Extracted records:
____________________
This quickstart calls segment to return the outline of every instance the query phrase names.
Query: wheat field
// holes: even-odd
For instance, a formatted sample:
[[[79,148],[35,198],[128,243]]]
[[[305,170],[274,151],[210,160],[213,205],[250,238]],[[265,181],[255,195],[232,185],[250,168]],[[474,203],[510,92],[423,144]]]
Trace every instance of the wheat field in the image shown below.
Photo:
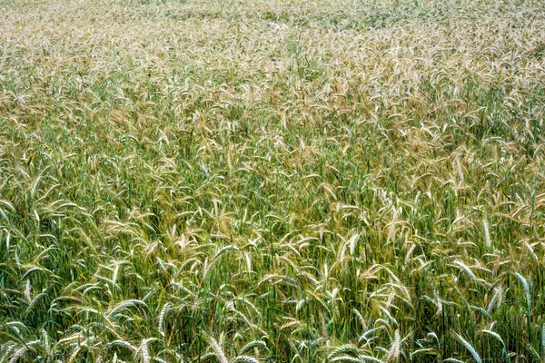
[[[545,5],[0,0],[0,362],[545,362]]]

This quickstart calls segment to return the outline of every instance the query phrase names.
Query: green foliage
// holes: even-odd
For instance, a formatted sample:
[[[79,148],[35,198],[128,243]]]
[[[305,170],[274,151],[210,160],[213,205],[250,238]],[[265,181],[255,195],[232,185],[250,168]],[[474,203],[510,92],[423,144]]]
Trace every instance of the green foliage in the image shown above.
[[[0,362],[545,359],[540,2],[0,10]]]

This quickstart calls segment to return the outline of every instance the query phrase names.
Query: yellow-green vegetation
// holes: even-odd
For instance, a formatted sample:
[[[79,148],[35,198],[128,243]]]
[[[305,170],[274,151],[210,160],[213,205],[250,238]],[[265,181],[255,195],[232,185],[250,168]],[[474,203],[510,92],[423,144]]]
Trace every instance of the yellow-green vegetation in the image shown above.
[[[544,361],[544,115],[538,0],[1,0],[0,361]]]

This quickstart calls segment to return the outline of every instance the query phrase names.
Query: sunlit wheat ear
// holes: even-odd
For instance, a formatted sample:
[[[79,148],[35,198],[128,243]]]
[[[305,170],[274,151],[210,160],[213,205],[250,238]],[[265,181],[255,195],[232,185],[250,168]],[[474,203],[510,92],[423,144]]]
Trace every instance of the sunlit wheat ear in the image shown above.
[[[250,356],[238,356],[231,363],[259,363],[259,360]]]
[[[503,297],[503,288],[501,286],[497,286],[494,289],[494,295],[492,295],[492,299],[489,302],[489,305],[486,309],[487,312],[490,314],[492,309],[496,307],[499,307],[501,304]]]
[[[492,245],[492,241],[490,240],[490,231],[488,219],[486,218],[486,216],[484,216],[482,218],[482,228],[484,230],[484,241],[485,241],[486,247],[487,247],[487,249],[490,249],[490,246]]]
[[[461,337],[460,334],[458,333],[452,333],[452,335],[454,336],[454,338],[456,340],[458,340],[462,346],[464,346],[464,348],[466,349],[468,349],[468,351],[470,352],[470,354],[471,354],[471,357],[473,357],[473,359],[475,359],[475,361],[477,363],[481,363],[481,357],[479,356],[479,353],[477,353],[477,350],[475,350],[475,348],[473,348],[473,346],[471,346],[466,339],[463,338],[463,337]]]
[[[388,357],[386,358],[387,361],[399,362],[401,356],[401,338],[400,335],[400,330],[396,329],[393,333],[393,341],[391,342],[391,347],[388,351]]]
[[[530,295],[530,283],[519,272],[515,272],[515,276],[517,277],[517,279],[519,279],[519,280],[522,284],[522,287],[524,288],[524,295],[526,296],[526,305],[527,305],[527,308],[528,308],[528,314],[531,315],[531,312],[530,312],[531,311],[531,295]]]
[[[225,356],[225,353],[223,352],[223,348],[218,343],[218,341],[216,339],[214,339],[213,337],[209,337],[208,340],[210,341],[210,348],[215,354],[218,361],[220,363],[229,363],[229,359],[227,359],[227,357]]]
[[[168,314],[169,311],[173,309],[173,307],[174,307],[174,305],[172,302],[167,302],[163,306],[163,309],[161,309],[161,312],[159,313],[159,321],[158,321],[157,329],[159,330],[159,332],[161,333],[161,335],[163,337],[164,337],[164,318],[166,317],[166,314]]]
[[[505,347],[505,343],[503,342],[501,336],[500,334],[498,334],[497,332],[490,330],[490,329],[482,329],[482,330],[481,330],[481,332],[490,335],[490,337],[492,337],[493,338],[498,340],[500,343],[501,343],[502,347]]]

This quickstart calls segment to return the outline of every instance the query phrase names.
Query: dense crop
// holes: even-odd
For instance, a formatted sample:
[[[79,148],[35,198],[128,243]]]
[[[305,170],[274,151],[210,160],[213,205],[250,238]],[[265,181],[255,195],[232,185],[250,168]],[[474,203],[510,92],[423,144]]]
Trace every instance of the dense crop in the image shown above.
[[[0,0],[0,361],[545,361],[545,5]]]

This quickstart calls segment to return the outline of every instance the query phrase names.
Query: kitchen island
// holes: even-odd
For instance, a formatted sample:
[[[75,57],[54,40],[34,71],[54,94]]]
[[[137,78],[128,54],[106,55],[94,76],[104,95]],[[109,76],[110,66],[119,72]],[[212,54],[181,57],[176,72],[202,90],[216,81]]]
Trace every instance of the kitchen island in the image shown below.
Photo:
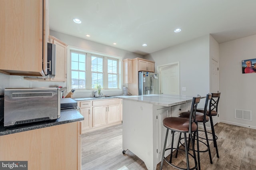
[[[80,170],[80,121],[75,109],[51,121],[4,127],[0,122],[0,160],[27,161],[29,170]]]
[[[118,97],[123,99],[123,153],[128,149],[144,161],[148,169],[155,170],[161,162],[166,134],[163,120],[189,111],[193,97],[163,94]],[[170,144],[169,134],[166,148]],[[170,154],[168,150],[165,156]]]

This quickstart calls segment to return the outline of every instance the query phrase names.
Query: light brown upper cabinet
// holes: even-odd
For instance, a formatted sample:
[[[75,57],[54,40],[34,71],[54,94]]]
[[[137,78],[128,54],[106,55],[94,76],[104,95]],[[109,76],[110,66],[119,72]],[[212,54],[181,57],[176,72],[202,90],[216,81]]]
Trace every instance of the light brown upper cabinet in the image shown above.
____________________
* WHAT YOU WILL DO *
Retype the entries from their first line up to and including the line that contains "[[[545,5],[0,0],[0,362],[545,362]]]". Leave the pictures out.

* SOLVED PROBLEM *
This quickstart calls segment to return the outline of every instance the query phrase names.
Query: wheat field
// holes: even-odd
For instance, a formatted sample:
[[[79,148],[35,198],[128,243]]]
[[[305,170],[274,151],[210,160],[213,205],[250,238]],[[265,181],[255,195],[232,185],[250,168]],[[474,203],[510,92],[423,144]]]
Trace every instance of the wheat field in the image shown below.
Photo:
[[[545,5],[0,0],[0,362],[545,362]]]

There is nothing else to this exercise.